• やること:
下の項目のうち、「of the smiling」を含む行から「pixel 96 135」を含む行までを、両端の行も含めてすべて番号付きリストに直すこと。空行は省く。

• 演習用の項目:
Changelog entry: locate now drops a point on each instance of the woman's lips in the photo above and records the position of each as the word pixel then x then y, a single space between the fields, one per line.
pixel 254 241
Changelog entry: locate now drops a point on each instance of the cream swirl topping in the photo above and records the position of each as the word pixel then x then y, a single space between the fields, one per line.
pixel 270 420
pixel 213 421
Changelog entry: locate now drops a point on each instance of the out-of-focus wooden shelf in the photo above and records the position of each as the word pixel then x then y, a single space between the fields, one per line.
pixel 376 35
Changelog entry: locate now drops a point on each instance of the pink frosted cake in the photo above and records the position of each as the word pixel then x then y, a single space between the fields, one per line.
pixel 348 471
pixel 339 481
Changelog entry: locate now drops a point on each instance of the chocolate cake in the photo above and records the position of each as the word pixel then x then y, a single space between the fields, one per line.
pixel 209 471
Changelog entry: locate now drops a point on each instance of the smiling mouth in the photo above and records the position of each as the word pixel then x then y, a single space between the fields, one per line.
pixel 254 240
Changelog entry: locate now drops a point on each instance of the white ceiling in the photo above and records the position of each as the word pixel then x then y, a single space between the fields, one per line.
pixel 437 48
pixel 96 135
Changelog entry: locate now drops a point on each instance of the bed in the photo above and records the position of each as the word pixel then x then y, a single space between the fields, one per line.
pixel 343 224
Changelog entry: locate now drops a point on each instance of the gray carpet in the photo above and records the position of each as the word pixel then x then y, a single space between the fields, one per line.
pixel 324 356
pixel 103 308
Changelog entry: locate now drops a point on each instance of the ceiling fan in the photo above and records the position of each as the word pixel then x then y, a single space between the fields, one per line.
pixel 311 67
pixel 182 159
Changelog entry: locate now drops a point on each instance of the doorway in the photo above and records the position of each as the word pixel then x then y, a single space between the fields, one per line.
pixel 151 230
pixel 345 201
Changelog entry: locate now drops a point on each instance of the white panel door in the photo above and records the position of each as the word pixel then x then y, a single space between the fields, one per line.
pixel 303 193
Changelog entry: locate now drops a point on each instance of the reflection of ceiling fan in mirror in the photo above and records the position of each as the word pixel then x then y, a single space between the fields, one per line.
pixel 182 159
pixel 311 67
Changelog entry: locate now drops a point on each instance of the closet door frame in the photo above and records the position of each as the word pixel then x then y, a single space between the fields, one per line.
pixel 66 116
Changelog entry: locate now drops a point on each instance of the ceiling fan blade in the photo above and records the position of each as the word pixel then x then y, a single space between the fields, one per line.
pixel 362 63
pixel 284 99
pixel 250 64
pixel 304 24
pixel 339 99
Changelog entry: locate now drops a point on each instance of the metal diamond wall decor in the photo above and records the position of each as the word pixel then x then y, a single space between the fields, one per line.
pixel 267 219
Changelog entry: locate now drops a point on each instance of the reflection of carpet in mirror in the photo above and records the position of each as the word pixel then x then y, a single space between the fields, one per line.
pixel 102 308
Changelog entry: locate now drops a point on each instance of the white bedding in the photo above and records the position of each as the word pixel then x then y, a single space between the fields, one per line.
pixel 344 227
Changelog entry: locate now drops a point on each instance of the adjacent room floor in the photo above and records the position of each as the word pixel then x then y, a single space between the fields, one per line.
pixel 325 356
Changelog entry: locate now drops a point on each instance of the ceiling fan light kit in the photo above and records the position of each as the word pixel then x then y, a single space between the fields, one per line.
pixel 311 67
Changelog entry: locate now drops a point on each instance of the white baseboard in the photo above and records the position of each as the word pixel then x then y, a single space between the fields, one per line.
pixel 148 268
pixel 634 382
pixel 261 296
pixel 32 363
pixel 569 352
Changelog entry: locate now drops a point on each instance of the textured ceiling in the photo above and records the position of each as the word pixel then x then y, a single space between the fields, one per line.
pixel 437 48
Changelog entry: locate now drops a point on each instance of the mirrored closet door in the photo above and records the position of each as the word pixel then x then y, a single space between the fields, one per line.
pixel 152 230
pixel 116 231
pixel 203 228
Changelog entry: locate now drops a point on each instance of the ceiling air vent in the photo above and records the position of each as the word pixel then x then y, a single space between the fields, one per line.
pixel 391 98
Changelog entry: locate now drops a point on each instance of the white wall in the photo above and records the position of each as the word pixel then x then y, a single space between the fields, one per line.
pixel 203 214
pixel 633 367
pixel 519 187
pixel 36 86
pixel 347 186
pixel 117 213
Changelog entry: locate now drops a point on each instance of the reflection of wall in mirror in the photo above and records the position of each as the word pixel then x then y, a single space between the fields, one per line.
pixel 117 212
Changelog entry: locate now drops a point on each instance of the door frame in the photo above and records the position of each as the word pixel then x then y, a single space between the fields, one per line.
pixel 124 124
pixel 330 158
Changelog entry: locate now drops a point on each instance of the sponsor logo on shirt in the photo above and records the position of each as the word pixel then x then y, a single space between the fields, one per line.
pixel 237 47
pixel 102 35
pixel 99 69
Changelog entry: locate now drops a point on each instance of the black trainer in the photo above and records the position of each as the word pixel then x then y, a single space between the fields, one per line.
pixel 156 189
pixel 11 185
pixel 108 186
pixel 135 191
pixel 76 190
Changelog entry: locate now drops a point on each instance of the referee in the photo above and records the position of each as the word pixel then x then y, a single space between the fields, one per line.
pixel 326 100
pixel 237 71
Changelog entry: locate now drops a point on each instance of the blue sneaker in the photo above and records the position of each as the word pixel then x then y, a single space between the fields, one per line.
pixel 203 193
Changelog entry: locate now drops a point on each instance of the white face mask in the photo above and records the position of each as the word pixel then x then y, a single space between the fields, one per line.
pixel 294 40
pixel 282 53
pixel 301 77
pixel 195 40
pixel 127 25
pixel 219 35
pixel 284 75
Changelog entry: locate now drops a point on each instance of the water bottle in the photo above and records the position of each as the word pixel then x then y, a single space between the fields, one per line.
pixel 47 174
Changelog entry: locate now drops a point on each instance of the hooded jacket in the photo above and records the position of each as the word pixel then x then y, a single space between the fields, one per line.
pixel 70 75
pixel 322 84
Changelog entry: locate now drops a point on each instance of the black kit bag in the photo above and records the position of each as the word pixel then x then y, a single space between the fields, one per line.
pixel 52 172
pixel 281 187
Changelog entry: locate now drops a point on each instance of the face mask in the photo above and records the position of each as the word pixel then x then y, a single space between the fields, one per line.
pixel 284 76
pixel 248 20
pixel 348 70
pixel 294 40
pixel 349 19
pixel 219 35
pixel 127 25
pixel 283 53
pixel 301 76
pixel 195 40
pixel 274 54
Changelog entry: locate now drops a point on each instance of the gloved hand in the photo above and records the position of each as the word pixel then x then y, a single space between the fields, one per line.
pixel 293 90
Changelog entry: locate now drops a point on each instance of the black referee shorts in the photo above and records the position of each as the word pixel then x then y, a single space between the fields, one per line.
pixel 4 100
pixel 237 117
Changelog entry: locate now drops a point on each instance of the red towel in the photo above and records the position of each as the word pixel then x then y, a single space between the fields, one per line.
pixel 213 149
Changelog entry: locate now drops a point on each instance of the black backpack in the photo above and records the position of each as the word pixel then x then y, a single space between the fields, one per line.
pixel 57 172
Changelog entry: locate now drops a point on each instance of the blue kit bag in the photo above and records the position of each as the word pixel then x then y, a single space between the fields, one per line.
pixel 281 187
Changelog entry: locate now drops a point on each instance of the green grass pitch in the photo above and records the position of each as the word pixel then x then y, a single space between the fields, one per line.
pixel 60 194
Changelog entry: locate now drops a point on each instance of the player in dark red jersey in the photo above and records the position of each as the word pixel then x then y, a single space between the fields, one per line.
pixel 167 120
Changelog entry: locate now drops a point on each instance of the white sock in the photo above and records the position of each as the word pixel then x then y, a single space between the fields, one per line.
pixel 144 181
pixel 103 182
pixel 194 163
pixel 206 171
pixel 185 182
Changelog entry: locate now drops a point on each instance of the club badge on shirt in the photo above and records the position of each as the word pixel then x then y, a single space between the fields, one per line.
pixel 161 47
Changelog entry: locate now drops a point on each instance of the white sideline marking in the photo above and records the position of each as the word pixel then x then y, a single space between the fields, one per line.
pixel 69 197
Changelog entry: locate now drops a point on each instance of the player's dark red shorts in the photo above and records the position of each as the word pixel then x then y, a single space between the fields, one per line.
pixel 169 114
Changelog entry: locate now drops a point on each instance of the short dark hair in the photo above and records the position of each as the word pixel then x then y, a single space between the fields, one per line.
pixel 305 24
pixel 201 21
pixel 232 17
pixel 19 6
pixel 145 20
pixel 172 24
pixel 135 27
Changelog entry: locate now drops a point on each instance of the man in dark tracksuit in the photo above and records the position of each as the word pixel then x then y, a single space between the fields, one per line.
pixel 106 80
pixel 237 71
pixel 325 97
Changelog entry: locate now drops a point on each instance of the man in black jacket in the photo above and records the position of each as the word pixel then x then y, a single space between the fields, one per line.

• 解答:
1. Changelog entry: locate now drops a point on each instance of the smiling mouth in the photo above and records the position of each as the word pixel then x then y, a single space between the fields, one per line.
2. pixel 254 240
3. Changelog entry: locate now drops a point on each instance of the white ceiling in the photo above and records the position of each as the word pixel then x then y, a single space between the fields, one per line.
4. pixel 437 48
5. pixel 96 135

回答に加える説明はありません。